**Passage provided:**
---

The entire feed is put in the description tag

anarcho · July 10, 2023, 2:43am

We have this problem with many feeds
https://ftr.fivefilters.net/makefulltextfeed.php?url=https%3A%2F%2Fniquebecnicanada.anarkhia.org%2F%3Ffeed%3Drss2%26time%3D16889526961&max=3

Using a fresh install of the latest version of Full Text RSS with default config, the feed is broken. The entire feed is put in the description tag.

Any solution for this?

Also, does this plugin support PHP 8.2? We already bought full text RSS and recently bought the latest version update because we are upgrading to 8.2 but full-text-rss is throwing warnings and errors about deprecated functions usage

mb_convert_encoding(): handling html entities via mbstring is deprecated; use htmlspecialchars
Warning: Attempt to read property “nodeType” on null in /full-text-rss/libraries/content-extractor/ContentExtractor.php on line 864

fivefilters · July 13, 2023, 11:34am

Hi there, we’re going to have another update out soon to address some further issues people have reported with PHP 8.2. So if you’re seeing errors with PHP 8.2, we recommend running Full-Text RSS on PHP 8.1 for now. Will make sure the error you’ve reported here is looked at too, in case it hasn’t already been addressed in the upcoming release.

---

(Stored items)
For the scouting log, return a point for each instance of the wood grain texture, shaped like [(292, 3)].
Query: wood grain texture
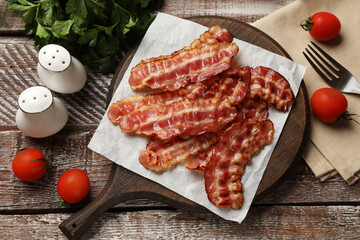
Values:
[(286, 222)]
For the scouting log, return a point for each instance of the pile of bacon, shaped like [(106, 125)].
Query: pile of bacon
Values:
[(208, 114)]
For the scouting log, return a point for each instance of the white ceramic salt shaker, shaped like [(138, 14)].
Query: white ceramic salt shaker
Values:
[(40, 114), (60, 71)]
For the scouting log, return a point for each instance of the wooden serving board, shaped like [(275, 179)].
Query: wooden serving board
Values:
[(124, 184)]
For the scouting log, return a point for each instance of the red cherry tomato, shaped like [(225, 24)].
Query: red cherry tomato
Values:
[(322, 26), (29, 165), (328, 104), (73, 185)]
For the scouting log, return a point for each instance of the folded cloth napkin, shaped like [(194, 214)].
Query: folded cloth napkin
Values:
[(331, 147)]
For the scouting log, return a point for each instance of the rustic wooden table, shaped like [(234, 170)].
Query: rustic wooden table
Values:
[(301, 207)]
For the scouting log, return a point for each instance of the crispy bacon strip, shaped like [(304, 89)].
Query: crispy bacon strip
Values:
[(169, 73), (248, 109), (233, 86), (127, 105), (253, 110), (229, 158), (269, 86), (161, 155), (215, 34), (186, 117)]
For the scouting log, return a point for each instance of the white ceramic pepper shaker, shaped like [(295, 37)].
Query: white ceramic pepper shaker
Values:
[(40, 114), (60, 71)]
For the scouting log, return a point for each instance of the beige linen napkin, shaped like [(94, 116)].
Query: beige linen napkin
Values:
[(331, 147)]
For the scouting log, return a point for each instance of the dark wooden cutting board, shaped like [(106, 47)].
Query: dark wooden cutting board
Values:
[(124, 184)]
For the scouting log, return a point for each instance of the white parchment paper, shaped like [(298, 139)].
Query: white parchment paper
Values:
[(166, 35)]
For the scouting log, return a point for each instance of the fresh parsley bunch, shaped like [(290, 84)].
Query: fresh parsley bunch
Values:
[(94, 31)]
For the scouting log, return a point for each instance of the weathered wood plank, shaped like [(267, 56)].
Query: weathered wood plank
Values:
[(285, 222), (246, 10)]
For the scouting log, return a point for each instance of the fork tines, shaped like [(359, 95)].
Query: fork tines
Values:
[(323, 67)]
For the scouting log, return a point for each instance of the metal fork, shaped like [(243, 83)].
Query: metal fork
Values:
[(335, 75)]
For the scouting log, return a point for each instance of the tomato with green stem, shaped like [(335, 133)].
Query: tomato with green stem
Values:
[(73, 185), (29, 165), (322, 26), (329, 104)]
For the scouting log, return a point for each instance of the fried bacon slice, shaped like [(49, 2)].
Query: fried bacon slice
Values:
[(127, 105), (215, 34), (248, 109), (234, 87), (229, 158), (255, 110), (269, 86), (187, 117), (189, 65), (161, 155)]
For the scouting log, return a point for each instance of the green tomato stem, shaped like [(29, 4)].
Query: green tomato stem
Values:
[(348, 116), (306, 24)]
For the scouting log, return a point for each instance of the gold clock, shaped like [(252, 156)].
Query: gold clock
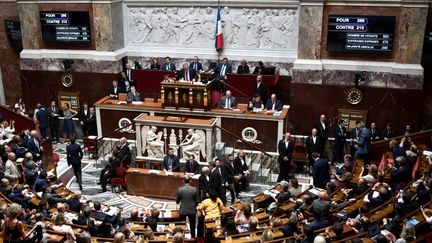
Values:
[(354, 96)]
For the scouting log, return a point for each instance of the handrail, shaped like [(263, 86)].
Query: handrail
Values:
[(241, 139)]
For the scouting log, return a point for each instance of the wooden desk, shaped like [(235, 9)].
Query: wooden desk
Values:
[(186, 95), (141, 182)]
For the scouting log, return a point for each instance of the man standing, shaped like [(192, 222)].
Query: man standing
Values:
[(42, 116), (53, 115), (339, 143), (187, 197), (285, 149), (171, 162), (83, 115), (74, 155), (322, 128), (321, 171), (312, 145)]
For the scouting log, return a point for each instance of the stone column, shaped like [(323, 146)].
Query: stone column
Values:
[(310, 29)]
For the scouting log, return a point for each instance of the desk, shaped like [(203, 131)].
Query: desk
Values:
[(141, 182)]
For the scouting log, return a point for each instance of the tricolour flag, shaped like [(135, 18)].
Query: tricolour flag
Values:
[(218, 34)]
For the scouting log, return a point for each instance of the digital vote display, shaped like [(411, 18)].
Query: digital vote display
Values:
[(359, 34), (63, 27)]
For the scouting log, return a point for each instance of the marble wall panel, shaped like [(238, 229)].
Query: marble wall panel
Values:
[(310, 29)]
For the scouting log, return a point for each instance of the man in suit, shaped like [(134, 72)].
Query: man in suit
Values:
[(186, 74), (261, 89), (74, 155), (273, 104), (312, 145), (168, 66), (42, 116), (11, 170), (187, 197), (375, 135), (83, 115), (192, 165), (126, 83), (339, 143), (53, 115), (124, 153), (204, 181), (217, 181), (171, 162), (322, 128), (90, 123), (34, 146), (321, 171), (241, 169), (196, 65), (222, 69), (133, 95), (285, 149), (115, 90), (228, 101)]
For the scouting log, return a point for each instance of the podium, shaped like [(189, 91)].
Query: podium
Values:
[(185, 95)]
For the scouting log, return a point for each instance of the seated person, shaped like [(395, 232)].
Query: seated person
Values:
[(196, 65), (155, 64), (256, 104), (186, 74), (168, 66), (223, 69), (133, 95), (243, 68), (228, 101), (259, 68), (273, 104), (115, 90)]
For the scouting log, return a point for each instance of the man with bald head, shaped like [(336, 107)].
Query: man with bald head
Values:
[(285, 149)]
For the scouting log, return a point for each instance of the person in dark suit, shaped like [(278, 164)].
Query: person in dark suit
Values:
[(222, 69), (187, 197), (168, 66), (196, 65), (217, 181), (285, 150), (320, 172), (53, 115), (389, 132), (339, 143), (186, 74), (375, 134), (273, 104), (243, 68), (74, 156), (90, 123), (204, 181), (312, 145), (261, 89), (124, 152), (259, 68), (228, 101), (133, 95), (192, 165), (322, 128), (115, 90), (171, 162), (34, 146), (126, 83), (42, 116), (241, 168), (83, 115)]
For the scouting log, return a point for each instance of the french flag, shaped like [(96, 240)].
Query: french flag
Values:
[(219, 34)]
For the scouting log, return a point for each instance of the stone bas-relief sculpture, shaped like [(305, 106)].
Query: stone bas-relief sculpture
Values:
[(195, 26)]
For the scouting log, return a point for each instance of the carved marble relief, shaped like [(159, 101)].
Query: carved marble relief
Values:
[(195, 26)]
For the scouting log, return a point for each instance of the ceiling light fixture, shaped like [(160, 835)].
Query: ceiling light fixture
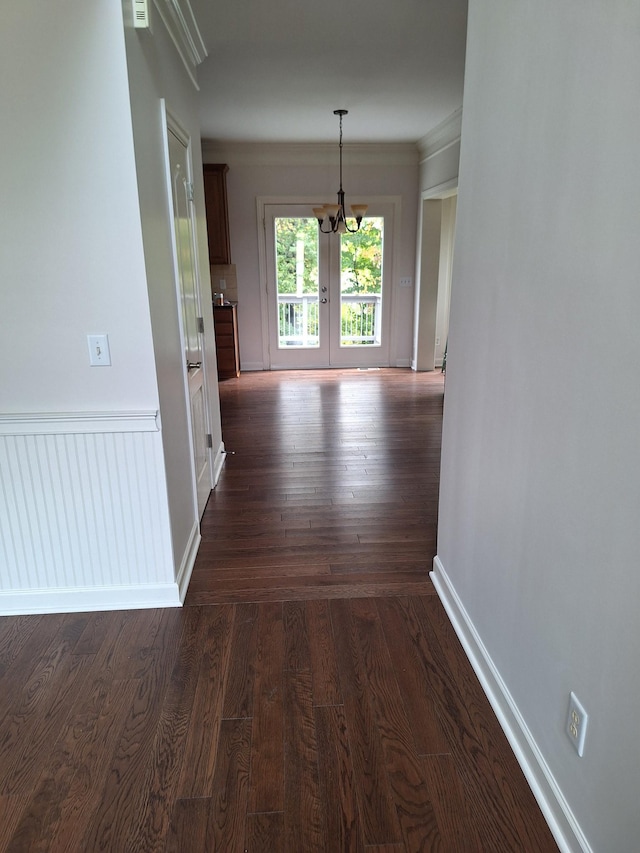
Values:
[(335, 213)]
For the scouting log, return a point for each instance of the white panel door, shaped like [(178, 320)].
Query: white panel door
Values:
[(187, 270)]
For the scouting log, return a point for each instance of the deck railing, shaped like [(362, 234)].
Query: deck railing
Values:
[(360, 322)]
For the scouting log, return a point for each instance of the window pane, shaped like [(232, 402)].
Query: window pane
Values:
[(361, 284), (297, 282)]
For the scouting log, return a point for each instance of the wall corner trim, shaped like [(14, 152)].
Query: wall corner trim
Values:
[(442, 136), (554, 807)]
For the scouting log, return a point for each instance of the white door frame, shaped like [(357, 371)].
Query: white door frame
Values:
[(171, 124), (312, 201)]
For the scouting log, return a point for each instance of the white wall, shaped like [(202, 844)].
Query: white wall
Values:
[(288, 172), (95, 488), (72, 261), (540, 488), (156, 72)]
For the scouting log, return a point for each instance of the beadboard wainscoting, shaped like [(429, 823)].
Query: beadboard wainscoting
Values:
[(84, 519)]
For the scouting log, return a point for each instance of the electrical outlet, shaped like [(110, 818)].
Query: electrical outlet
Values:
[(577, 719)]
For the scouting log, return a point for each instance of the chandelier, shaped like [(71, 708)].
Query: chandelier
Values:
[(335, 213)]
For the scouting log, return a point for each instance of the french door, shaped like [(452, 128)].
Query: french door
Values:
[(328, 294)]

---

**Stated problem:**
Write out the whole forum thread about the broken Full Text RSS feed again, word for word. The listing is separate material and does not belong to the forum thread.

**The solution:**
The entire feed is put in the description tag

anarcho · July 10, 2023, 2:43am

We have this problem with many feeds
https://ftr.fivefilters.net/makefulltextfeed.php?url=https%3A%2F%2Fniquebecnicanada.anarkhia.org%2F%3Ffeed%3Drss2%26time%3D16889526961&max=3

Using a fresh install of the latest version of Full Text RSS with default config, the feed is broken. The entire feed is put in the description tag.

Any solution for this?

Also, does this plugin support PHP 8.2? We already bought full text RSS and recently bought the latest version update because we are upgrading to 8.2 but full-text-rss is throwing warnings and errors about deprecated functions usage

mb_convert_encoding(): handling html entities via mbstring is deprecated; use htmlspecialchars
Warning: Attempt to read property “nodeType” on null in /full-text-rss/libraries/content-extractor/ContentExtractor.php on line 864

fivefilters · July 13, 2023, 11:34am

Hi there, we’re going to have another update out soon to address some further issues people have reported with PHP 8.2. So if you’re seeing errors with PHP 8.2, we recommend running Full-Text RSS on PHP 8.1 for now. Will make sure the error you’ve reported here is looked at too, in case it hasn’t already been addressed in the upcoming release.